[Passage fourni]:
▼

1 soit le décideur réel est bien loin du terrain et considère la zone comme une simple unité de production avec quelques centaines d'ouvriers et quelques hectares de surface, et donc ne peut pas imaginer l'ampleur des problèmes causés par une telle décision, 2 soit c'est une combinaison d'incompétence et de mépris envers les employés, et là il faut bien revoir les choses.

 En termes de sécurité, les travailleurs sont pour la zone, ce que sont les roues pour la carrosse et l'arme pour le soldat, pour ne pas dire ce qu'est l'eau pour la vie.

 Un ex raffineur raconte comment, durant les années quatre vingt, un grand four a pris feu, et les courageux operateurs sur place, sans attendre l'arrivée des équipes spécialisées pour ce genre d'accident, ont commencé à intervenir, au risque de se faire brûler. Des fournisseurs étrangers se trouvaient sur les lieux et ont observé la scène. Ils étaient stupéfaits.

▲

Recopiez mot pour mot le passage fourni, de « Un ex raffineur » à « Ils étaient stupéfaits. ».

[Données enregistrées]:

▼

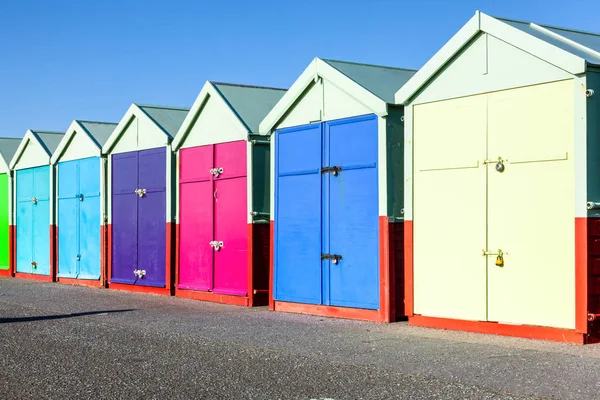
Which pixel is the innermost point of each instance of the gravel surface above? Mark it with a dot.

▲

[Résultat]:
Un ex raffineur raconte comment, durant les années quatre vingt, un grand four a pris feu, et les courageux operateurs sur place, sans attendre l'arrivée des équipes spécialisées pour ce genre d'accident, ont commencé à intervenir, au risque de se faire brûler. Des fournisseurs étrangers se trouvaient sur les lieux et ont observé la scène. Ils étaient stupéfaits.